**TEXT DES DOKUMENTS**
Von der Löwin zur Hauskatze
In ihrem Buch "Frau, gläubig, links" wirkt SPD-Generalsekretärin Andrea Nahles, die in den vergangenen Jahre oft als Löwin mit schlagstarken Pranken geschildert wurde, ganz sanft und fromm - als sei sie eine Ministrantin.
Zuerst eine Verbeugung vor dem Vater, ehe wir auf die Tochter zu sprechen kommen. Der Maurermeister Nahles hat seine Andrea im besten Sinne des verschlissenen Modewortes "antiautoritär" erzogen. Andrea sollte bei einer Firmung als Messdienerin auftreten. Der Küster hatte dem jungen Mädchen aufgeschrieben, wie sie den ranghohen Geistlichen anzureden habe. Nämlich mit dem ihm zustehenden Titel "Hochwürdigste Exzellenz"."
"Mein Vater hob seine zerklüfteten Hände und erklärte mir, dass sich unsere Familie immer von ihrer Hände Arbeit ernährt habe. Gebuckelt wird bei uns nicht. Du sagst ganz einfach: Lieber Herr Weihbischof."
"Zerklüftete Hände", das ist zwar sprachlicher Kitsch, aber es geht bei dem Erstling der Andrea Nahles ja nicht um Literatur. "Frau, gläubig, links" – den Titel hat sie sich wohl selber einfallen lassen. Da an ihrer Weiblichkeit niemals gezweifelt worden ist, hätten die Mitteilungen über das "Was mir wichtig ist" unter dem Titel "Vom Altar ins Willy-Brandt-Haus" wahrscheinlich ein stärkeres Käuferinteresse geweckt. Gleichviel, die Autorin, die fast jeder kennt, lässt uns wissen:
"Im Umgang mit Autoritäten gilt es, höflich zu sein, aber nicht den Rücken zu beugen. Diese Haltung entspringt dem Selbstbewusstsein der Schicht, aus der ich stamme."
Nahles beklagt, dass heutzutage "vom alten Arbeiterstolz kaum noch etwas zu spüren" sei. Das klingt rührend sentimental, doch unsere Autorin weiß natürlich sehr gut, dass die älteste deutsche Partei seit dem von Nahles gelobten "Godesberger Programm" von 1959 aufgehört hat, eine klassische Arbeiterpartei zu sein, und dass beispielsweise ihr fabelhafter Wahlerfolg von 1972 unter Willy Brandt dem aufgeklärten liberalen Bürgertum und vielen jungen Wählern zu danken war. Das kann sie doch nicht vergessen haben und dennoch schreibt sie:
"Unsere Kernklientel, die Arbeiter, erreichen wir immer weniger. Sie haben, was mich zutiefst erschreckt hat, bei der Bundestagswahl 2009 zu elf Prozent die neoliberale FDP gewählt. Es ist also allerhöchste Zeit für einen Neuanfang."

**DATENAUSZUG**
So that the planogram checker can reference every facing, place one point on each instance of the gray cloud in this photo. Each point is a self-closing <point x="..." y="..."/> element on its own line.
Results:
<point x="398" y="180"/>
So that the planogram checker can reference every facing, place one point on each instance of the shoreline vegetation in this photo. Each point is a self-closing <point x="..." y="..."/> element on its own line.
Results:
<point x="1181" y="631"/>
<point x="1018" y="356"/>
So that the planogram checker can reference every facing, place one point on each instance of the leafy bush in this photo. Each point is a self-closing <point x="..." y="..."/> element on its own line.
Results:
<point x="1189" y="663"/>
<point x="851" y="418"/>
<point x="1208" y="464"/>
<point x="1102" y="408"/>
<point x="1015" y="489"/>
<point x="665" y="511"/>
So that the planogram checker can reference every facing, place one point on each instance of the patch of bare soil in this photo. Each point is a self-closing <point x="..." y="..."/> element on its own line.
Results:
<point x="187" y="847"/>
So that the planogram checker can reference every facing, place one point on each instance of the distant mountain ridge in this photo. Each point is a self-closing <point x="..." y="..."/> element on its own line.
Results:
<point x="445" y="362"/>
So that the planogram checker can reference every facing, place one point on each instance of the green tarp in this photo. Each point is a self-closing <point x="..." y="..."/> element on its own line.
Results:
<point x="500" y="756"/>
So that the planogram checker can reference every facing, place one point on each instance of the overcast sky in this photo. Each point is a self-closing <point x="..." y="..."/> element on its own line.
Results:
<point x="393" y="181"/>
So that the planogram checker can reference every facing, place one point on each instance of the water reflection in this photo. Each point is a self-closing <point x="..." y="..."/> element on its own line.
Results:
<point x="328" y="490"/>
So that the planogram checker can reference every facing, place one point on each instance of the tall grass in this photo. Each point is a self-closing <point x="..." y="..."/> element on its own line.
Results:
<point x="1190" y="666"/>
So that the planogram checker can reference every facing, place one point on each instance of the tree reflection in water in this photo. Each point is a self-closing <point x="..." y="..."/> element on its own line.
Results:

**ÜBUNGEN**
A - Gib den Text über das Buch von Andrea Nahles wortgetreu wieder, beginnend bei den Worten "Von der Löwin" und endend nach "sie eine Ministrantin.".
B - Ersetze in den Zeilen des Datenauszugs von der Zeile mit "of the distant" bis einschließlich der letzten Zeile jedes "planogram checker" durch "shelf audit tool". Gib nur diese Zeilen aus und lass alles andere darin unverändert.
Der Text und die Zeilen stammen aus unterschiedlichen Quellen.

**LÖSUNGEN JE AUFGABE**
A -
Von der Löwin zur Hauskatze
In ihrem Buch "Frau, gläubig, links" wirkt SPD-Generalsekretärin Andrea Nahles, die in den vergangenen Jahre oft als Löwin mit schlagstarken Pranken geschildert wurde, ganz sanft und fromm - als sei sie eine Ministrantin.

B -
So that the shelf audit tool can reference every facing, place one point on each instance of the distant mountain ridge in this photo. Each point is a self-closing <point x="..." y="..."/> element on its own line.
Results:
<point x="445" y="362"/>
So that the shelf audit tool can reference every facing, place one point on each instance of the green tarp in this photo. Each point is a self-closing <point x="..." y="..."/> element on its own line.
Results:
<point x="500" y="756"/>
So that the shelf audit tool can reference every facing, place one point on each instance of the overcast sky in this photo. Each point is a self-closing <point x="..." y="..."/> element on its own line.
Results:
<point x="393" y="181"/>
So that the shelf audit tool can reference every facing, place one point on each instance of the water reflection in this photo. Each point is a self-closing <point x="..." y="..."/> element on its own line.
Results:
<point x="328" y="490"/>
So that the shelf audit tool can reference every facing, place one point on each instance of the tall grass in this photo. Each point is a self-closing <point x="..." y="..."/> element on its own line.
Results:
<point x="1190" y="666"/>
So that the shelf audit tool can reference every facing, place one point on each instance of the tree reflection in water in this photo. Each point is a self-closing <point x="..." y="..."/> element on its own line.
Results:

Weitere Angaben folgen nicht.